> **Exercise objective**: Hand back every line from the beginning of the data below through the line containing "target | book", word for word and free of pictures.

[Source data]
= Beginning of Section =
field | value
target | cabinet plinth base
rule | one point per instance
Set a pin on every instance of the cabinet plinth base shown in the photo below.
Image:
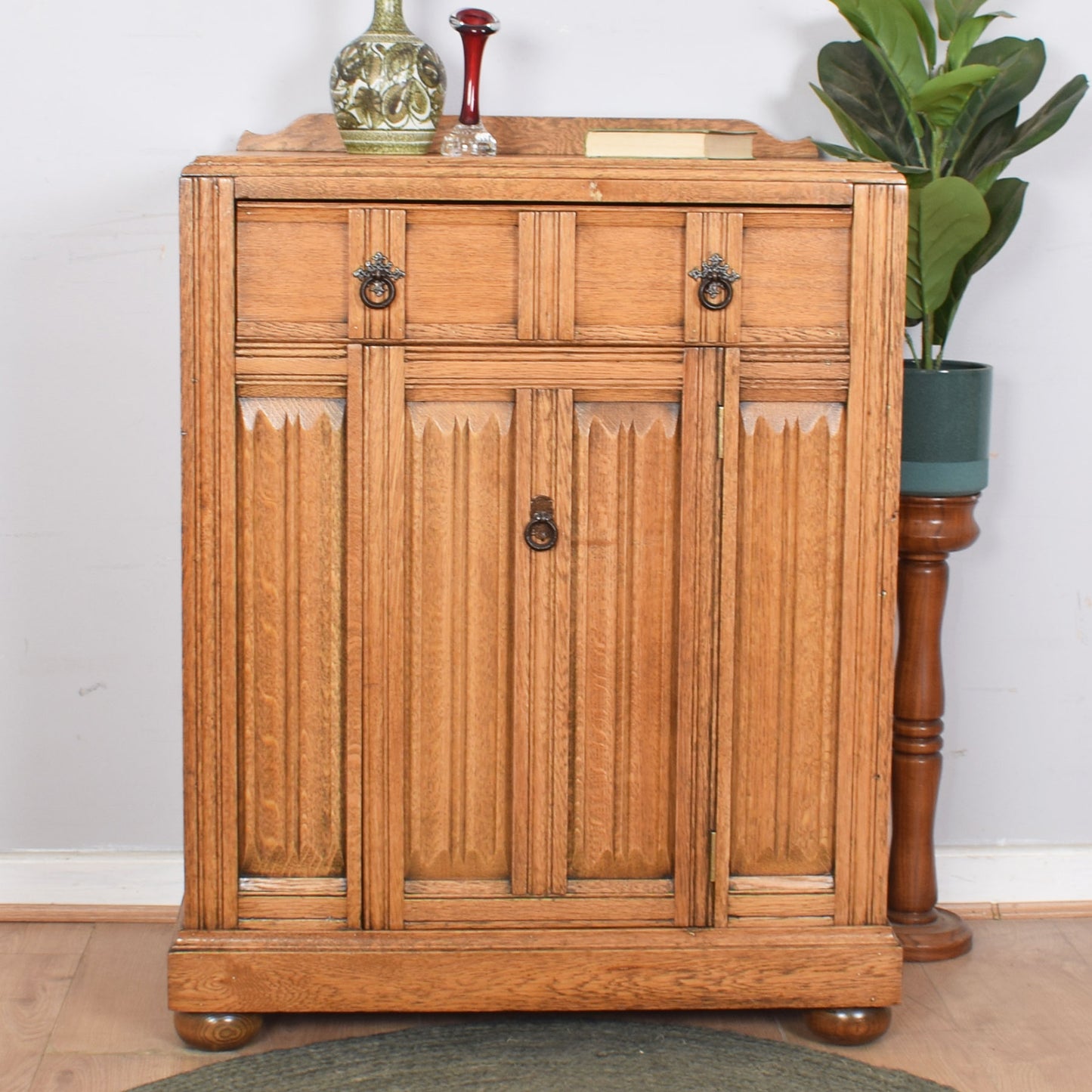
(946, 936)
(849, 1027)
(216, 1031)
(530, 970)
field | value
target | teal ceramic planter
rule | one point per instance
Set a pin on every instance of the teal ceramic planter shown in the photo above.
(946, 429)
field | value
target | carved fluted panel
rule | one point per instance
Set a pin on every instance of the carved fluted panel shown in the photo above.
(461, 525)
(792, 460)
(625, 544)
(289, 596)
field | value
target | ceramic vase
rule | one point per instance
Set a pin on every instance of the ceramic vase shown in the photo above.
(387, 88)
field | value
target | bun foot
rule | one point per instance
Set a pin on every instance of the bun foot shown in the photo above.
(945, 937)
(849, 1027)
(216, 1031)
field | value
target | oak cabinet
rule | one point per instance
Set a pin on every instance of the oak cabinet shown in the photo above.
(537, 623)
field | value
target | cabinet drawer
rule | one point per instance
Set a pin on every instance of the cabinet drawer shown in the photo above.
(498, 273)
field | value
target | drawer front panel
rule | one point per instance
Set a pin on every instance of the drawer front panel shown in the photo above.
(292, 263)
(795, 286)
(498, 273)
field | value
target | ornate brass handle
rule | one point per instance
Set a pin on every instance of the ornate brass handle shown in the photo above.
(540, 533)
(716, 277)
(377, 281)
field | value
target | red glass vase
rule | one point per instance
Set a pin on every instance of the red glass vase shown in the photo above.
(470, 137)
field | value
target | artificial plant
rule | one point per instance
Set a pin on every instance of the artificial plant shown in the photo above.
(951, 125)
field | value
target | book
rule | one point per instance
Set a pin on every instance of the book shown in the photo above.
(670, 144)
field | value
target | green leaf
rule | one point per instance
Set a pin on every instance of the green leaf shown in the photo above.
(851, 130)
(952, 14)
(947, 218)
(1050, 117)
(925, 32)
(1021, 64)
(967, 36)
(1005, 203)
(888, 27)
(853, 78)
(942, 100)
(988, 147)
(840, 152)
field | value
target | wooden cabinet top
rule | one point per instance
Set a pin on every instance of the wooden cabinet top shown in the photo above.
(302, 163)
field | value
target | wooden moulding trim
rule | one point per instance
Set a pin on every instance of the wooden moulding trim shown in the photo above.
(292, 885)
(51, 912)
(781, 885)
(761, 970)
(363, 942)
(556, 189)
(633, 912)
(525, 135)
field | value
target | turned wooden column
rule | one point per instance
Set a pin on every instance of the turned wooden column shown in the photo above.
(930, 529)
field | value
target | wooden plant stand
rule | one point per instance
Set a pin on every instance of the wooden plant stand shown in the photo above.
(930, 529)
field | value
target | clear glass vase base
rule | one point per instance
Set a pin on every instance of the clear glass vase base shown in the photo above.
(469, 140)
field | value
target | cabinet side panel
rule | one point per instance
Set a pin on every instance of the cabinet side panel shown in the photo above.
(460, 527)
(291, 562)
(208, 326)
(625, 546)
(875, 414)
(792, 460)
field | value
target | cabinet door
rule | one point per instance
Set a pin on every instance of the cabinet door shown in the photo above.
(537, 721)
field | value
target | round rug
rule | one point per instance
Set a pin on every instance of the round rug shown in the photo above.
(546, 1055)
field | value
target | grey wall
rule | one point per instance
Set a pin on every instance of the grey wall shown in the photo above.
(105, 103)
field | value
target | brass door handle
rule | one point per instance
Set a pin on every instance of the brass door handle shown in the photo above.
(377, 281)
(716, 277)
(540, 533)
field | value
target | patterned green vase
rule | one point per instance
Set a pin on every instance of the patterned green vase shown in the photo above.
(387, 88)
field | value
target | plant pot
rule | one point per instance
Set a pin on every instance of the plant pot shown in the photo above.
(946, 429)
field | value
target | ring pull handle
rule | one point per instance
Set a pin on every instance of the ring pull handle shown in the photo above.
(714, 277)
(540, 533)
(377, 281)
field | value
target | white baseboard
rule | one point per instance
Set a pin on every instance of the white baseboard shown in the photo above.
(1001, 874)
(964, 875)
(122, 878)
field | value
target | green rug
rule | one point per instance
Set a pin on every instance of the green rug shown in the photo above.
(546, 1055)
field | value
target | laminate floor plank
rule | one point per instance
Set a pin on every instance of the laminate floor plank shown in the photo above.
(110, 1072)
(24, 938)
(1078, 932)
(1019, 973)
(32, 993)
(88, 1013)
(117, 1001)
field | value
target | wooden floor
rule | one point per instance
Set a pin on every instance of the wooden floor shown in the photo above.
(82, 1007)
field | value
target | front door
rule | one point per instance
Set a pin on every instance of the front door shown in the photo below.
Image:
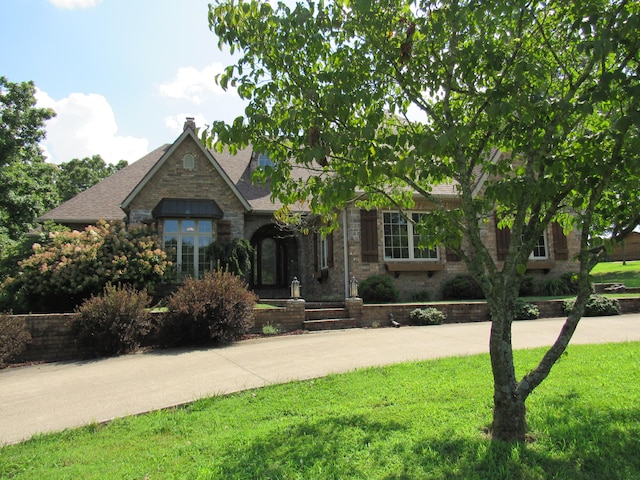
(275, 261)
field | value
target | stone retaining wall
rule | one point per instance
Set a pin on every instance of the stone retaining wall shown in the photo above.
(52, 340)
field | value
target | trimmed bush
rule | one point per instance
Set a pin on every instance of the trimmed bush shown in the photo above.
(14, 337)
(462, 287)
(378, 289)
(215, 309)
(112, 323)
(525, 311)
(422, 296)
(426, 316)
(555, 287)
(597, 306)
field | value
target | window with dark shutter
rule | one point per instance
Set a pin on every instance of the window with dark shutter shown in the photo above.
(369, 235)
(560, 242)
(503, 239)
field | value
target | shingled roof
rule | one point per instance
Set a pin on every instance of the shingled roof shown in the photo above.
(102, 201)
(105, 199)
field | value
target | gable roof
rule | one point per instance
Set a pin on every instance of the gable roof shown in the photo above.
(188, 132)
(102, 201)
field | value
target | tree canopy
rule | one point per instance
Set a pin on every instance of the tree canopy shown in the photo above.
(530, 108)
(26, 181)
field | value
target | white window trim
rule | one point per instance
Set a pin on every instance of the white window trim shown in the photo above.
(545, 243)
(411, 245)
(197, 236)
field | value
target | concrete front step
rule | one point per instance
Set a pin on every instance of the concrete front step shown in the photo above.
(329, 324)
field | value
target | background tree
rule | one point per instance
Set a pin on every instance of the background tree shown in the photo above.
(396, 97)
(26, 181)
(77, 175)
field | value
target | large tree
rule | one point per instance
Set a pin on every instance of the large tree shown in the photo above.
(26, 180)
(395, 97)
= End of Section =
> **Your solution**:
field | value
target | cabinet plinth base
rule | one point per instance
Set a pin on every instance of the cabinet plinth base shown in the photo below.
Image:
(946, 936)
(849, 1027)
(216, 1031)
(530, 970)
field | value
target | teal ceramic planter
rule | one point per instance
Set a pin on every instance of the teal ceramic planter shown in the photo above.
(946, 429)
field | value
target | carved fluted panel
rule | one point per instance
Set a pin on every instance of the carved fluted panel shown in the photo above.
(461, 525)
(792, 460)
(625, 544)
(289, 596)
field | value
target | ceramic vase
rule | one point per instance
Set a pin on every instance of the ceramic vase shown in the photo above.
(387, 88)
field | value
target | bun foot
rule | one point per instance
Set a pin on every instance of the bun foot shown in the photo above.
(945, 937)
(849, 1027)
(216, 1031)
field | value
target | oak cabinet
rule | one point per instance
Set a pin on every instance of the oak cabinet shown in the photo above.
(537, 623)
field | value
target | cabinet drawer
rule | one point per instance
Set a pin on every instance of the cabinet drawer shown in the photo above.
(498, 273)
field | value
target | drawer front panel
rule | one point per instance
Set a pin on every instance of the drawer front panel shown in the photo above.
(292, 263)
(795, 286)
(498, 273)
field | value
target | ornate brass handle
rule | one point per instance
Set a pin on every instance of the ornate brass handle shown in the photo above.
(540, 533)
(716, 277)
(377, 281)
field | value
target | red glass vase
rule | one point per instance
Set a pin on every instance of the red glass vase shown in the photo above.
(470, 137)
field | value
target | artificial plant
rule | one point per instance
Set a pin on every instance of the artificial plant shown in the photo above.
(951, 125)
field | value
target | book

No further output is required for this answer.